▶ _Location identification items_
— Start —

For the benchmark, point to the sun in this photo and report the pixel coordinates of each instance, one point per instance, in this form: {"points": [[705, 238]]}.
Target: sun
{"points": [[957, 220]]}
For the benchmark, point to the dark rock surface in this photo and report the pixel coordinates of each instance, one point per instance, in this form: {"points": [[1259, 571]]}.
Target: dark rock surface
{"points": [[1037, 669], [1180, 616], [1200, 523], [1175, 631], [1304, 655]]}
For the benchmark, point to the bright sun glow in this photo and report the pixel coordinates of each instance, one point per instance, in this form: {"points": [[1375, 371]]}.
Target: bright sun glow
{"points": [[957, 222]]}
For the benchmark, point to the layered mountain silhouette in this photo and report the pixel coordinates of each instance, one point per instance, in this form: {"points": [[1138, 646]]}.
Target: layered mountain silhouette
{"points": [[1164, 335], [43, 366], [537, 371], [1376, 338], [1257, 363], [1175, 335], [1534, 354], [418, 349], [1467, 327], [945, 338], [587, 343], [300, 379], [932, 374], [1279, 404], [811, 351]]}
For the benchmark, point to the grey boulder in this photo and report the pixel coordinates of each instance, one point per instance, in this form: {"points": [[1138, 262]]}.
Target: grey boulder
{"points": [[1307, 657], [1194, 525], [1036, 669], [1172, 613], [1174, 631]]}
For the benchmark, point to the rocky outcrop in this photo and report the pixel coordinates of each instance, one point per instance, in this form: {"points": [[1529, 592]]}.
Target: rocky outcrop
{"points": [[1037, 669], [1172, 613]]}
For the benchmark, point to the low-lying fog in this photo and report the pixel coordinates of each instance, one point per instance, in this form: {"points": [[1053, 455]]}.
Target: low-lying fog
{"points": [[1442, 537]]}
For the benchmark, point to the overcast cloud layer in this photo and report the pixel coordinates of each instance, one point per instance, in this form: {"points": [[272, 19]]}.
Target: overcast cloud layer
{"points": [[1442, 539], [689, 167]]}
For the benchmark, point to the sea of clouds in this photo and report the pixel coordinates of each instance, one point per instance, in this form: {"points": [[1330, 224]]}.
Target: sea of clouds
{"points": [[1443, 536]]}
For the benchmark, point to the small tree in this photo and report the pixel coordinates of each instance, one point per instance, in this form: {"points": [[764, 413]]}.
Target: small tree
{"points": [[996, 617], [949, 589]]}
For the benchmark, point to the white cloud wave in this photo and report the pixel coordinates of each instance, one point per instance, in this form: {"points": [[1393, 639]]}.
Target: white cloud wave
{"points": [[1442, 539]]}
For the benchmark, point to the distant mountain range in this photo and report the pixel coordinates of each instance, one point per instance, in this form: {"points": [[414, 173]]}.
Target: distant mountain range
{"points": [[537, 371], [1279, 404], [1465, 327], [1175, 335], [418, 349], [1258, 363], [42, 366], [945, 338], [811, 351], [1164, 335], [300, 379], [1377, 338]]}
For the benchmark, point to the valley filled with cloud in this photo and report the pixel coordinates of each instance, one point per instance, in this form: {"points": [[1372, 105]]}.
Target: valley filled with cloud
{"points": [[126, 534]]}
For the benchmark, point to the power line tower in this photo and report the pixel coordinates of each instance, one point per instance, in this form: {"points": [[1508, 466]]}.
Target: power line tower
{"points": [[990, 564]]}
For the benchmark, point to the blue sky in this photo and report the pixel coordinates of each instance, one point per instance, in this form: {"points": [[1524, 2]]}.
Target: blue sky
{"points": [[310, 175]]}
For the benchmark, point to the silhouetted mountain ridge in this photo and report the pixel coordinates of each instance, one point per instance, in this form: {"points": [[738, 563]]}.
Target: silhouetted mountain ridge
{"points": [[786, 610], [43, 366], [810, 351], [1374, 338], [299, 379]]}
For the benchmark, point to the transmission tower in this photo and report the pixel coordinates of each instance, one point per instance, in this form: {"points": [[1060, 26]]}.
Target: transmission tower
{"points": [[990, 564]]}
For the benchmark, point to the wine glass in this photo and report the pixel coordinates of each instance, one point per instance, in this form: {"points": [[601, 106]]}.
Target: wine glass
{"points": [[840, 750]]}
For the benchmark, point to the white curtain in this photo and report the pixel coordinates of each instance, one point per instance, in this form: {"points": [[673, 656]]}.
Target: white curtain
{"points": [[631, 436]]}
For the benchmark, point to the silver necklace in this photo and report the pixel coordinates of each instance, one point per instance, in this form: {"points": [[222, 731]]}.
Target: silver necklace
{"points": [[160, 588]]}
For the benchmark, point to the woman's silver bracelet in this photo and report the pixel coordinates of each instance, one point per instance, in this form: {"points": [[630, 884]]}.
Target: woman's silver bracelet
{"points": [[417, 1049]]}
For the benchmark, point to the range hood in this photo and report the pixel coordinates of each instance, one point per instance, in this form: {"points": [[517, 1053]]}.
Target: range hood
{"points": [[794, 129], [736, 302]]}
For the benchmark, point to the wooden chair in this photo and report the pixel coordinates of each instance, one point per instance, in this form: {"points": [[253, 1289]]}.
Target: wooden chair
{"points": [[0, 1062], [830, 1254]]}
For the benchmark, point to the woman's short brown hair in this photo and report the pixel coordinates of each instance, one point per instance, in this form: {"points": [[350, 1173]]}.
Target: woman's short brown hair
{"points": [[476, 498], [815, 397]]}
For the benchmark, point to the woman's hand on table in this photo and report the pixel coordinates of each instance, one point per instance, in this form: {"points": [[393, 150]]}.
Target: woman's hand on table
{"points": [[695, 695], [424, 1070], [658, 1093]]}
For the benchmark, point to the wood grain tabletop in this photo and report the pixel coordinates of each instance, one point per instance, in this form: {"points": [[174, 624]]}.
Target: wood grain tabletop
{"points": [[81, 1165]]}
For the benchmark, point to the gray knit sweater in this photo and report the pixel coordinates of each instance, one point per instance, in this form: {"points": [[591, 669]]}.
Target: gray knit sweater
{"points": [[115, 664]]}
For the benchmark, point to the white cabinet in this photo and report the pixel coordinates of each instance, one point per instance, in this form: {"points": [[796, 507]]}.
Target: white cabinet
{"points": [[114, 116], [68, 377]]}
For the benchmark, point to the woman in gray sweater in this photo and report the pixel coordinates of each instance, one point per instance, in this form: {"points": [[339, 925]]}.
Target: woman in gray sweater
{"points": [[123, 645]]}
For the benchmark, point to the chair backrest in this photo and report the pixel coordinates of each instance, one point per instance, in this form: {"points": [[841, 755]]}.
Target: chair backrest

— End —

Extract each record, keeping it identical to the original.

▶ _Response to this task_
For the benchmark, point to the sun in this photo and report the pixel coordinates of each instance, one point per instance, in this form: {"points": [[705, 238]]}.
Target: sun
{"points": [[957, 220]]}
For the benchmark, point to the dark rock surface in this photo and report the pixel coordinates of each instance, one point per instance, in this form: {"points": [[1259, 571]]}.
Target: dark rock surface
{"points": [[1037, 669], [1180, 616], [1200, 523], [1175, 631], [1304, 655]]}
For the benchmark, point to the bright sun glow in this photo and report the pixel coordinates of each instance, one point per instance, in this form: {"points": [[1375, 371]]}.
Target: bright sun glow
{"points": [[957, 222]]}
For the benchmark, point to the layered mountain silhouette in this photo and report the pixel coordinates of each instance, one point per instance, in this form: {"points": [[1138, 646]]}.
Target: layered mountain silhouette
{"points": [[1164, 335], [43, 366], [537, 371], [1376, 338], [1257, 363], [1175, 335], [1534, 354], [418, 349], [1467, 327], [945, 338], [587, 343], [300, 379], [932, 374], [1279, 404], [811, 351]]}
For the benchmark, point to the grey boulder in this photo and report the pixel coordinates of each instance, one point per instance, in this form: {"points": [[1138, 262]]}.
Target: grey boulder
{"points": [[1307, 657], [1194, 525], [1036, 669], [1172, 613], [1174, 631]]}
For the benchmark, point to the rocky outcrop in this photo and report the pixel coordinates of each instance, one point per instance, in this form: {"points": [[1529, 592]]}.
Target: rocky outcrop
{"points": [[1037, 669], [1172, 613]]}
For the benchmark, point to the low-lying fog in this photo and report the pixel coordinates of each instance, one point per instance, in this form: {"points": [[1053, 455]]}.
Target: low-lying fog
{"points": [[1442, 537]]}
For the benchmark, point to the overcast cloud layer in this photo and report the pixel coordinates of each instance, one point per instance, in this form: {"points": [[272, 19]]}.
Target: overcast cloud layer
{"points": [[1442, 539], [689, 167]]}
For the benchmark, point to the sea of clouds in this photo and report the pixel coordinates of each instance, one point per instance, in this form: {"points": [[1330, 224]]}.
Target: sea of clouds
{"points": [[1443, 536]]}
For the benchmark, point to the small tree in this photo and report the pixel coordinates of each instance, one point per instance, in this form: {"points": [[764, 413]]}.
Target: small tree
{"points": [[996, 617], [949, 589]]}
For the benchmark, point to the white cloud wave in this photo and report the pixel coordinates of each instance, one point per instance, in this form: {"points": [[1393, 639]]}.
Target: white cloud wave
{"points": [[1442, 539]]}
For the benchmark, point to the distant mountain range in this photo and report the pixel coordinates of each instance, one point per instance, in this form: {"points": [[414, 173]]}.
Target: distant mountain range
{"points": [[537, 371], [1279, 404], [1465, 327], [1175, 335], [418, 349], [1258, 363], [42, 366], [945, 338], [811, 351], [1164, 335], [300, 379], [1377, 338]]}
For the benchmark, point to the valley filled with cloud in this photo and report the pixel coordinates of each instance, one point per instance, in this form: {"points": [[1372, 105]]}.
Target: valley filled with cloud
{"points": [[126, 534]]}
For the benchmark, point to the power line tower in this photo and report the pixel coordinates of each instance, one point per instance, in this form: {"points": [[1508, 466]]}.
Target: power line tower
{"points": [[990, 564]]}
For the benchmark, point to the blue sky in this photo and report the pixel coordinates of each instance, one point per instance, in this form: {"points": [[1524, 2]]}.
Target: blue sky
{"points": [[310, 175]]}
For the benchmark, point to the silhouetted mountain ridge in this photo and report the pixel coordinates of each instance, one point per instance, in this form: {"points": [[738, 563]]}.
Target: silhouetted mountain ridge
{"points": [[786, 610], [43, 366], [810, 351], [1374, 338], [299, 379]]}
For the benchmark, point to the transmission tower in this photo and report the pixel coordinates of each instance, one point per instance, in this form: {"points": [[1060, 26]]}.
Target: transmission tower
{"points": [[990, 564]]}
For the benchmark, point to the wine glass in this photo and report the pixel coordinates of each instance, one point per instance, in this form: {"points": [[601, 106]]}.
Target: wine glass
{"points": [[840, 750]]}
For the benchmark, point to the white curtain in this photo and report the pixel coordinates of each instance, one point per instance, in this form: {"points": [[673, 656]]}.
Target: white curtain
{"points": [[631, 436]]}
For the benchmark, point to the silver necklace in this photo and report the pixel coordinates of each instance, one point per instance, in this form: {"points": [[222, 731]]}.
Target: silver necklace
{"points": [[160, 588]]}
For the benchmark, point to the woman's silver bracelet in this photo and report the pixel coordinates of each instance, one point per instance, in this form: {"points": [[630, 884]]}.
Target: woman's silver bracelet
{"points": [[417, 1049]]}
For the benchmark, point to the range hood in this photo and report the pixel coordinates of each instance, one point per instance, in this form: {"points": [[517, 1053]]}.
Target: range hood
{"points": [[794, 129], [736, 302]]}
For the benchmark, point to the wooden chair in this photo and report the pixel coordinates of each instance, one point per instance, in this form: {"points": [[253, 1289]]}.
Target: wooden chair
{"points": [[0, 1062], [830, 1254]]}
For the benchmark, point to the woman's short brown hair in this photo and report the pixel coordinates of each instance, one point per instance, in this form: {"points": [[350, 1173]]}.
Target: woman's short brown hair
{"points": [[476, 498], [815, 397]]}
For the benchmark, point to the woman's hand on table in this photo and report the pixel coordinates of each instance, one point per instance, in this form: {"points": [[393, 150]]}.
Target: woman's hand on table
{"points": [[695, 695], [424, 1070], [658, 1093]]}
For the benchmark, point to the wood grain tabletop in this photo and report the pixel coordinates of each instance, one point per instance, in this form: {"points": [[174, 624]]}.
Target: wood grain tabletop
{"points": [[81, 1165]]}
For the benchmark, point to the gray knit sweater in this photo and report the pixel coordinates of each instance, one point per instance, in this form: {"points": [[591, 669]]}.
Target: gray knit sweater
{"points": [[115, 664]]}
For the benchmark, point to the white cabinet in this photo and report the pixel coordinates of each instance, one point per instance, in this form: {"points": [[796, 507]]}.
Target: white cabinet
{"points": [[114, 116], [68, 377]]}
For the benchmark, point to the woman in gray sweater in this photo and report the pixel coordinates of each instance, one point per instance, in this form: {"points": [[339, 925]]}.
Target: woman in gray sweater
{"points": [[123, 645]]}
For the benchmark, point to the chair backrest in this photo and report the pixel coordinates of each instance, one point per instance, in this form: {"points": [[841, 755]]}.
Target: chair backrest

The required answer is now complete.